Job: Identify every line in the data below that contains the word "mountain", and copy each of those lines.

Entries drawn from a collection
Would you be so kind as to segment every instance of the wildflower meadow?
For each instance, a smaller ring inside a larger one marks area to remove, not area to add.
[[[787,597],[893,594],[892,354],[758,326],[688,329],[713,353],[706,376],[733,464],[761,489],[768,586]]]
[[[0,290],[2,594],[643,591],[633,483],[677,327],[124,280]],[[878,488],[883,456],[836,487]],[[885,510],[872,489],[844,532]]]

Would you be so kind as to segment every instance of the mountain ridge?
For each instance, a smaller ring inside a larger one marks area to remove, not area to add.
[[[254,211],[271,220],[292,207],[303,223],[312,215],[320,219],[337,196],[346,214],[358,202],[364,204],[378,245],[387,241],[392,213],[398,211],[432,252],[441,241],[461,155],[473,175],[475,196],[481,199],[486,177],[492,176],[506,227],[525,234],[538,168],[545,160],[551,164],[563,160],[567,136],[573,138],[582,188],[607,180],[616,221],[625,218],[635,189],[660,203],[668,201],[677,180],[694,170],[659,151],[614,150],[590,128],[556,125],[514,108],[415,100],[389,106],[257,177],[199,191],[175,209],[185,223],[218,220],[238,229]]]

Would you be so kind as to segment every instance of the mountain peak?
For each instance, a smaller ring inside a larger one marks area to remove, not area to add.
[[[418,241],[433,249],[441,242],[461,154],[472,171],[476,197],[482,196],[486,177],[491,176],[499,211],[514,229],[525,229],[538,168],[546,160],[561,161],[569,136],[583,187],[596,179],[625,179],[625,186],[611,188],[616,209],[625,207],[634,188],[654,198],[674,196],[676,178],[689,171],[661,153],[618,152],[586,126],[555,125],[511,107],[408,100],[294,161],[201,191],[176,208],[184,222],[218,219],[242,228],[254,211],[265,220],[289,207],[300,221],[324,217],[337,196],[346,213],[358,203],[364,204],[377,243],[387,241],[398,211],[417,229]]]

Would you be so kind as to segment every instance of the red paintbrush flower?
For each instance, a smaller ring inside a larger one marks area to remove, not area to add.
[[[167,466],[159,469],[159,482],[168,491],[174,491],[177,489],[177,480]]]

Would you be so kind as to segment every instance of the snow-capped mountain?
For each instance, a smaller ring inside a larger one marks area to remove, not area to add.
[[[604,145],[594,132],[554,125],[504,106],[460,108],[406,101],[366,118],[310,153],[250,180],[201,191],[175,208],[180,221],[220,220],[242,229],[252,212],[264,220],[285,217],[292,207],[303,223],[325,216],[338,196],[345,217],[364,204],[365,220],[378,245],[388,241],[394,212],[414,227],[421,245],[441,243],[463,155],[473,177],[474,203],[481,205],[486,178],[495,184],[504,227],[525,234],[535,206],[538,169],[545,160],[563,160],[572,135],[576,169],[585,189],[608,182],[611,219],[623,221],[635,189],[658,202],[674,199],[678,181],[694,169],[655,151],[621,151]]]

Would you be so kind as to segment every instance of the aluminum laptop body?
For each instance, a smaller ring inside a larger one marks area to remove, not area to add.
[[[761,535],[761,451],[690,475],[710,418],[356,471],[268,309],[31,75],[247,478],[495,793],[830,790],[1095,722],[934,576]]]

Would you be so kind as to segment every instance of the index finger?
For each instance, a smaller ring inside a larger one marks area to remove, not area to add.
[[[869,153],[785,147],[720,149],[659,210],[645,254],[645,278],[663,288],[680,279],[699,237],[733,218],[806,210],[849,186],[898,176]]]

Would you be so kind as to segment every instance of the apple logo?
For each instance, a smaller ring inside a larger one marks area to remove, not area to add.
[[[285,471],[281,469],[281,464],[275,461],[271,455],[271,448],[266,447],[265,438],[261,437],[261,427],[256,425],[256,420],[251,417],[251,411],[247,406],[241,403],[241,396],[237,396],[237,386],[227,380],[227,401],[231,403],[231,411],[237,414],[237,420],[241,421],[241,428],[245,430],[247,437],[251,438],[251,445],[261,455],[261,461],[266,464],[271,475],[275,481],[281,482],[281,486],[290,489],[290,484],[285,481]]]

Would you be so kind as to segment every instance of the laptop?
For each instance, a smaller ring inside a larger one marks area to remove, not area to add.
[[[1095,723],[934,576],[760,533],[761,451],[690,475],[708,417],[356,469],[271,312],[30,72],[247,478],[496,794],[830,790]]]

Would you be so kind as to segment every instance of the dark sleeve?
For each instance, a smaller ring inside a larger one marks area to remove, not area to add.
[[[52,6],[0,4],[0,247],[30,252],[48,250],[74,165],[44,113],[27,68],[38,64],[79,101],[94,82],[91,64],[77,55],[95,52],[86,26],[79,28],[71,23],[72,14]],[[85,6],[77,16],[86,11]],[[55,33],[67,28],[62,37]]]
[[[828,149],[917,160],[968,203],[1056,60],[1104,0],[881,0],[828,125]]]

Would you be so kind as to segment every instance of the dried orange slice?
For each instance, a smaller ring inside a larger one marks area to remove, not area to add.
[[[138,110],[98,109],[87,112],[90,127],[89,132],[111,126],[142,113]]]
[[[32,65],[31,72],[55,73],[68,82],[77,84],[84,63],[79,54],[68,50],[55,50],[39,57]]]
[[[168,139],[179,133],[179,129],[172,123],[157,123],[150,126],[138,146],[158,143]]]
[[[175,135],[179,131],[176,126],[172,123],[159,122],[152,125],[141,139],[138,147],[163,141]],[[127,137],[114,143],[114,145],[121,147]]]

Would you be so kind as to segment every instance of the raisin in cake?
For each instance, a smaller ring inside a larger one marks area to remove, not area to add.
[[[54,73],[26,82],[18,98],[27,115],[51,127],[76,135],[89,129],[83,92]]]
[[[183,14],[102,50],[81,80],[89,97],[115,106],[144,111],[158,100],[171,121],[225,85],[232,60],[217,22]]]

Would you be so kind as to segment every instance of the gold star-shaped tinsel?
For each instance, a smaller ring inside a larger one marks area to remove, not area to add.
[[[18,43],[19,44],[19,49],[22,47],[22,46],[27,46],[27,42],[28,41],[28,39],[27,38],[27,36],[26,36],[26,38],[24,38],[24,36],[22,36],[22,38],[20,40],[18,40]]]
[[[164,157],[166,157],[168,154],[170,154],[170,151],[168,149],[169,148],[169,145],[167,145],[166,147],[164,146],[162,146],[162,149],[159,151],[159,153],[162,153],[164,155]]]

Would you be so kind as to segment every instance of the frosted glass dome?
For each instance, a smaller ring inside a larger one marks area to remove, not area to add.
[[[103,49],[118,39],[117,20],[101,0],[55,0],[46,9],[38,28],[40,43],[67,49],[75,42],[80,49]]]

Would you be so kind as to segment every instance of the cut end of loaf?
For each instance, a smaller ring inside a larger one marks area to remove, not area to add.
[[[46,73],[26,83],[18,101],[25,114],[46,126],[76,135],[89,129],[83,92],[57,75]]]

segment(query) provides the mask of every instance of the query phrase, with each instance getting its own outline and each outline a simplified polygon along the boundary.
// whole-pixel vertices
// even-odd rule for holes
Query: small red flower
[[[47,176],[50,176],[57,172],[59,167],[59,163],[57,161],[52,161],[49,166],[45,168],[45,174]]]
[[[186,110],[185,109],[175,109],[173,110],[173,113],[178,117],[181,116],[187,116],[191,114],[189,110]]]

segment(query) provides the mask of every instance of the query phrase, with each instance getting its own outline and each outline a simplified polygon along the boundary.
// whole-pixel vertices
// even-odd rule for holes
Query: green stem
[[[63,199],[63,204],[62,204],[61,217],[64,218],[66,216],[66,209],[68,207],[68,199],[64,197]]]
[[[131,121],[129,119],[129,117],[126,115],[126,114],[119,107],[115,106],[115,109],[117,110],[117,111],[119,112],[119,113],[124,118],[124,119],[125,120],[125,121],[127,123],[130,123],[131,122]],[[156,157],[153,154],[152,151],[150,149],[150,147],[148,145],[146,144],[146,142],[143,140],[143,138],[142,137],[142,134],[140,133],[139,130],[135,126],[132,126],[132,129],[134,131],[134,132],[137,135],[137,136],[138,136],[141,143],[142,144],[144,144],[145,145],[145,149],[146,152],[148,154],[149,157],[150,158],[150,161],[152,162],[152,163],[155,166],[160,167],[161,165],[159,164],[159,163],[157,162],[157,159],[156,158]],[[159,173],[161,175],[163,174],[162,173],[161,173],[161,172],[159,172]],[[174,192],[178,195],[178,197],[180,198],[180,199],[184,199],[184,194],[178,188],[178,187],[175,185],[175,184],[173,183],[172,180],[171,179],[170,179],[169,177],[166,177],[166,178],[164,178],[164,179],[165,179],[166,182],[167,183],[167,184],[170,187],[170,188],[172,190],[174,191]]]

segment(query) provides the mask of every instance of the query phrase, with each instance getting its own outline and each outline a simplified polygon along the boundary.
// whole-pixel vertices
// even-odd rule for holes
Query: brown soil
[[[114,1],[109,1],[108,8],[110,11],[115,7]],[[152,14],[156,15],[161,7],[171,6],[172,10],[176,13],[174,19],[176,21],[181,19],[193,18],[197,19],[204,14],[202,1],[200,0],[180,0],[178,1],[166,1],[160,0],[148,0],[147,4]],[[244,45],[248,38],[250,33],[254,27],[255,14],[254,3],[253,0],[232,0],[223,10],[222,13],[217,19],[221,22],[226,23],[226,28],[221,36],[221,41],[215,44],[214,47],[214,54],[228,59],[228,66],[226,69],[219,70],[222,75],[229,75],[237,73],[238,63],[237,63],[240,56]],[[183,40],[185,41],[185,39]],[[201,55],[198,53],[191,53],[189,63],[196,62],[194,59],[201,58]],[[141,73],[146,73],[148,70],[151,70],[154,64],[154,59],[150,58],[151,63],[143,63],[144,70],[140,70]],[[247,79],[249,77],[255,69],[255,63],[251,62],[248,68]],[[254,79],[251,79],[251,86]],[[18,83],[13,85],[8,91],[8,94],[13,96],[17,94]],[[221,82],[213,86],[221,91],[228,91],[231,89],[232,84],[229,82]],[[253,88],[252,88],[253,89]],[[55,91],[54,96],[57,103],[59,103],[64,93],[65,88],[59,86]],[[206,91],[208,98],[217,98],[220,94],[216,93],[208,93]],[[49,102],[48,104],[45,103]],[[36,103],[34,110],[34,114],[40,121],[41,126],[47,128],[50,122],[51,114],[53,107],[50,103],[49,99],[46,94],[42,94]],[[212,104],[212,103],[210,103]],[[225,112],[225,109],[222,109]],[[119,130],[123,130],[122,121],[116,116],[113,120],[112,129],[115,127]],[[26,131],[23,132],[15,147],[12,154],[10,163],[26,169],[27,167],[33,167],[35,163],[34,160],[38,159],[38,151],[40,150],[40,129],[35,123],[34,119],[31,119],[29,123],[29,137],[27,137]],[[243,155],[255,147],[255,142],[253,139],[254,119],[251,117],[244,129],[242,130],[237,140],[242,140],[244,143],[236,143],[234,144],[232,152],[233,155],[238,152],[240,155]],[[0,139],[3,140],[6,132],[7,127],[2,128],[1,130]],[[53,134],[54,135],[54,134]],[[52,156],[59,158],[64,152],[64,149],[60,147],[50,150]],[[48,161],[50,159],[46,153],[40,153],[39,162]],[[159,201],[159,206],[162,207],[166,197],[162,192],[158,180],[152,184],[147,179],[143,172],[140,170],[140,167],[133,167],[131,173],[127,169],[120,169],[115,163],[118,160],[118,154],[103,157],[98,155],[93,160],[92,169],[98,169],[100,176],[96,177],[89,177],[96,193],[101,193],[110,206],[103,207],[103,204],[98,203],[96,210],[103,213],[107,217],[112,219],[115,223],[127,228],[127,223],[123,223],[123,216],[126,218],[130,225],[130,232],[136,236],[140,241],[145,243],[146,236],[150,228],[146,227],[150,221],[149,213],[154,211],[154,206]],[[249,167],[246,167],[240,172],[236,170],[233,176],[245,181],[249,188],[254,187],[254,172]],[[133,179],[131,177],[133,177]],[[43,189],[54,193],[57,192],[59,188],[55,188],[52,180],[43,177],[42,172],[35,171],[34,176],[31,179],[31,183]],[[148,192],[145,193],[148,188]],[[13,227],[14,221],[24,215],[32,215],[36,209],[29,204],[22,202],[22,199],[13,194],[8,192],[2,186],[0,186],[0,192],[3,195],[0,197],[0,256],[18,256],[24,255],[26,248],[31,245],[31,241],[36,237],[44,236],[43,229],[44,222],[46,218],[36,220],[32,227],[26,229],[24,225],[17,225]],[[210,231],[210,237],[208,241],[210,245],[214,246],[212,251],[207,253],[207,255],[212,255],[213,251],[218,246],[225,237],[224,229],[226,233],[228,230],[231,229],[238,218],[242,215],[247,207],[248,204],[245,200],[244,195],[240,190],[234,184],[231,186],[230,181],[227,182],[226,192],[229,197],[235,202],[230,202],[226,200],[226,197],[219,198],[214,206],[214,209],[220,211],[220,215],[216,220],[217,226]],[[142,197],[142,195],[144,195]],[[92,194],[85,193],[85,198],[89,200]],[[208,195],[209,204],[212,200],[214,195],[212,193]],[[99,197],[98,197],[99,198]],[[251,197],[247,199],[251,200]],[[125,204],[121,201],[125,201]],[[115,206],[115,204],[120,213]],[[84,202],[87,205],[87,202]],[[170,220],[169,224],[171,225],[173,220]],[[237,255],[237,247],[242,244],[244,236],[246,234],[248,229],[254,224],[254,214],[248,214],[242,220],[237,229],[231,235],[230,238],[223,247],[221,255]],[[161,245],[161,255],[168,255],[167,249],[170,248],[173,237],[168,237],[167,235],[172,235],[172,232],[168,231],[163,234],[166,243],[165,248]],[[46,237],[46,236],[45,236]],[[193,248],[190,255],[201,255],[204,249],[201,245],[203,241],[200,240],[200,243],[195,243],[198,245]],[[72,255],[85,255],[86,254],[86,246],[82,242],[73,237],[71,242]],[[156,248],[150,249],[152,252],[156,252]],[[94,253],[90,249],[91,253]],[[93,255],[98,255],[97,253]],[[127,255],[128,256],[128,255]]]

Solution to this exercise:
Would you be so kind as to segment every instance of the mountain ridge?
Would you be so kind as to segment every instance of the mountain peak?
Would you be so kind as to segment every instance of the snow-capped mountain?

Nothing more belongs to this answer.